─── Given records ───

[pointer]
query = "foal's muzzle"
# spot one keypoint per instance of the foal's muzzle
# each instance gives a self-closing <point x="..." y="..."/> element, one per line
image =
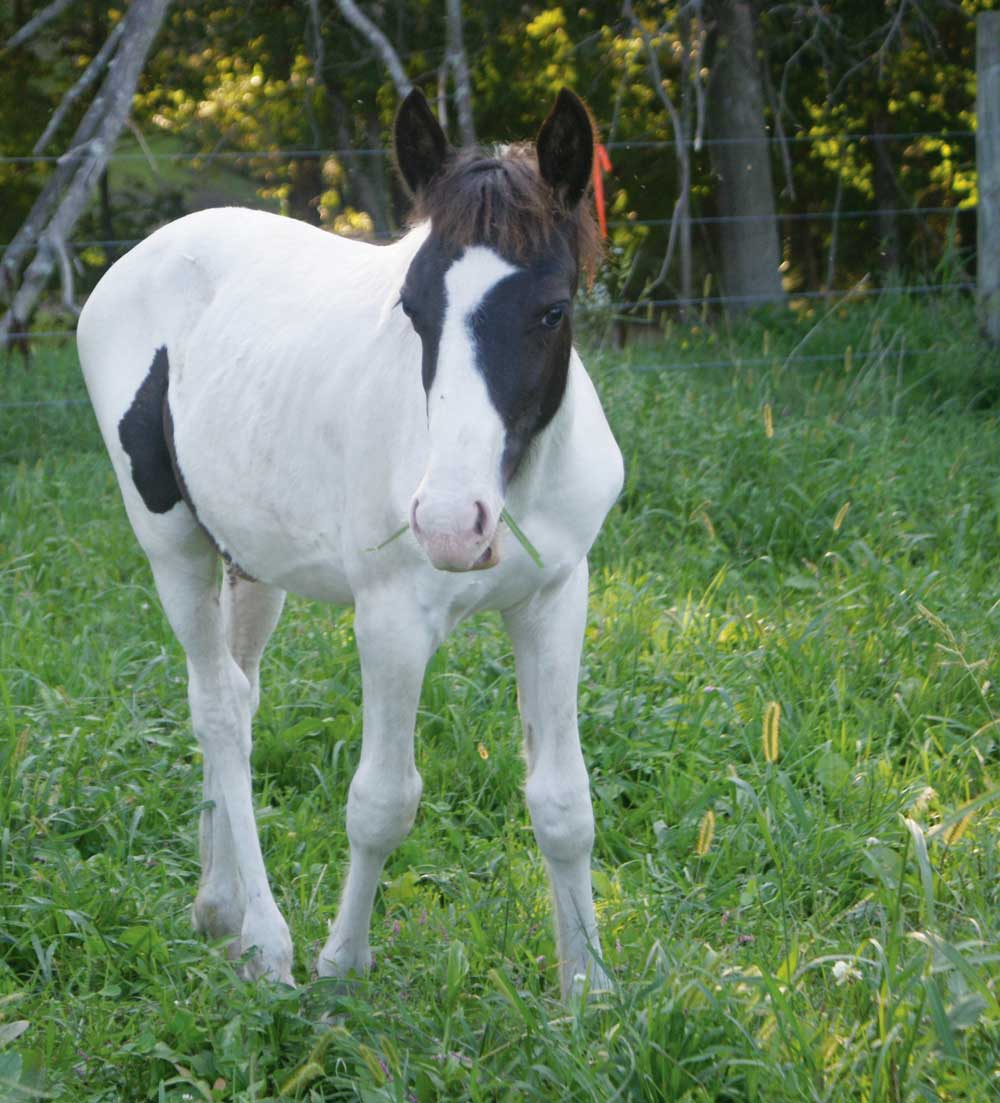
<point x="455" y="534"/>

───

Problem details:
Turn every line of the rows above into a JSON list of strings, one string per line, skipping blank lines and omitting the pictures.

Exercise result:
[
  "[pointer]",
  "query = \"foal's muzzle\"",
  "# spot one keypoint per instance of the foal's muzzle",
  "# each instance gives a self-closing <point x=\"...\" y=\"...\"/> element, one per line",
  "image =",
  "<point x=\"455\" y=\"534\"/>"
]